# [SOURCE DOCUMENT]
*****
On 27 June 1944, a reconnaissance aeroplane flying over France photographed the damage to the artificial harbour at Vierville, Normandy, after a series of heavy storms. This harbour codenamed 'Mulberry A' was constructed of prefabricated sections which had been towed across the English Channel after D-Day and assembled to form breakwaters, unloading piers and floating pontoon roadways. These extensive temporary structures were vital to the Allied logistic effort in the absence of a deep-water port and played a major part in supporting the ongoing battle for Normandy.

 

During a storm on 19 June, many of the concrete sections of Mulberry A broke loose, wrecking the network of floating causeways and jetties. Mulberry B, a second artificial harbour at Arromanches, survived the storm and continued to provide an invaluable service for many months afterwards.

 

These images from sortie 106G/1138, flown in the aftermath of the storm, show the sheer scale of the Mulberry operation in action, along with the growing Allied presence in France, from troop and cargo landings to temporary airfields and personnel tents.

 

 

Frame 3014

 

This image shows numerous Landing Ship Tanks (LST) washed up against pontoon 'Whale' roadways and onto the beach. Flat-topped 'Phoenix' prefabricated concrete breakwaters can be seen afloat and onshore. Merchant cargo and tanker ships lie offshore (one with barrage balloon aloft) with an escort corvette-type warship. DUKW amphibious trucks can be seen shuttling supplies and personnel between ships and the beach, while numerous vehicles are heading off the beach along roads and into vehicle parking areas to the south.

 

 

Frame 3016

 

This image shows several vessels shuttling supplies and personnel between ships and the beach, while numerous vehicles are heading off the beach along roads and into vehicle parking areas to the south. Many personnel tents and foxholes can be seen in and around fields to the south west of the port.

 

 

Frame 4012

 

This image shows damaged 'Bombardon' steel breakwater sections lying offshore from Vierville-sur-Mer. Large merchant cargo ships are unloading supplies onto motorised barges. A requisitioned civilian paddle steamer is also visible. A loose 'Spud' jack-up unloading pier can be seen, disconnected from a 'Whale' pontoon roadway. 'Corn Cob' block ships are also present.

 

 

Frame 4016

 

This image shows the eastern end of a temporary forward airfield (Saint-Pierre du Mont - ALG A1) with steel mesh runway and taxiways. Fourteen Republic P-47 Thunderbolt aircraft (366th Fighter Group) and a Martin B-26 Marauder (416th or 322nd Bombardment Group) are visible, dispersed around the perimeter on square parking mats. Twelve tents have been pitched along the southern tree-line of a field adjacent to the roadway. A probable anti-aircraft battery is located east of the runway.

 

A wire-bound coastal defence position is located on the cliff-edge with two possible radar antennae to the rear, and sunken generator and control buildings between. Numerous defensive gun positions and pillboxes are visible on the cliff edge with sunken crew bunkers adjacent.
*****
# [EXTRACTED ENTRIES]
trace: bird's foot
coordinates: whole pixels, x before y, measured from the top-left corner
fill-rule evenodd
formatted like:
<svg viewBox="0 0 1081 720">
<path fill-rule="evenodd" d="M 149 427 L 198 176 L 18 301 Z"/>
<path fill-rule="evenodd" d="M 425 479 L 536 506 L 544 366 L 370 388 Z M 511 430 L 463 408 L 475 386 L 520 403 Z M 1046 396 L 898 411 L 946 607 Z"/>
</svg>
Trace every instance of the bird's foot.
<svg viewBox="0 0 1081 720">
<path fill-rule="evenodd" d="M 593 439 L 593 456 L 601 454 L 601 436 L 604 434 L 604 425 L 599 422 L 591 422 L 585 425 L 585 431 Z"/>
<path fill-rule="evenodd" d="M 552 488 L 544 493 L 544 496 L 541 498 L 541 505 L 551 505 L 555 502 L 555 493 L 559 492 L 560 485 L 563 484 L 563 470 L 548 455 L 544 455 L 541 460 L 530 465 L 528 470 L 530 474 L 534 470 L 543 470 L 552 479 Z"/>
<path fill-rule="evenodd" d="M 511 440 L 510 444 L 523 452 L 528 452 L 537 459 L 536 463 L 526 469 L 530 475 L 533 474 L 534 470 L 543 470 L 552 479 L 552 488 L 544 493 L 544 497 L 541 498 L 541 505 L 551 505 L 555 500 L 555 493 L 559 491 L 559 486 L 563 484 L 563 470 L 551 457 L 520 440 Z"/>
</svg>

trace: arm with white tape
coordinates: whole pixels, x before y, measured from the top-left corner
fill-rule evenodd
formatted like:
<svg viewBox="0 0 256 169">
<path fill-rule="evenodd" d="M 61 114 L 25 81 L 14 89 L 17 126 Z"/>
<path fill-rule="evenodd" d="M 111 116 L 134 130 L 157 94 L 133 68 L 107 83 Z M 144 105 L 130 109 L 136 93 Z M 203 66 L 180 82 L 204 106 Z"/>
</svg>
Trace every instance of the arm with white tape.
*****
# [TASKS AND EXERCISES]
1. Using fewer words, how would you restate the paragraph in the Mulberry harbor text that begins "During a storm on 19 June", keeping its main facts?
2. Arrange the lines of the entries as a JSON list of strings, one string per line and with blank lines left out. Cover only the lines from the very start of the entries through the line that contains "493 L 544 496", both ends included.

# [RESPONSE LIST]
1. A storm on 19 June tore loose many of Mulberry A's concrete sections, wrecking its floating causeways and jetties. Mulberry B, the second artificial harbor at Arromanches, survived and kept providing invaluable service for many months.

2.
[
  "trace: bird's foot",
  "coordinates: whole pixels, x before y, measured from the top-left corner",
  "fill-rule evenodd",
  "formatted like:",
  "<svg viewBox=\"0 0 1081 720\">",
  "<path fill-rule=\"evenodd\" d=\"M 149 427 L 198 176 L 18 301 Z\"/>",
  "<path fill-rule=\"evenodd\" d=\"M 425 479 L 536 506 L 544 366 L 370 388 Z M 511 430 L 463 408 L 475 386 L 520 403 Z M 1046 396 L 898 411 L 946 607 Z\"/>",
  "</svg>",
  "Trace every instance of the bird's foot.",
  "<svg viewBox=\"0 0 1081 720\">",
  "<path fill-rule=\"evenodd\" d=\"M 593 439 L 593 456 L 601 454 L 601 436 L 604 434 L 604 425 L 599 422 L 591 422 L 585 425 L 585 431 Z\"/>",
  "<path fill-rule=\"evenodd\" d=\"M 552 488 L 544 493 L 544 496 L 541 498 L 541 505 L 551 505 L 555 502 L 555 493 L 559 492 L 560 485 L 563 484 L 563 470 L 548 455 L 544 455 L 541 460 L 530 465 L 528 470 L 530 474 L 534 470 L 543 470 L 552 479 Z\"/>"
]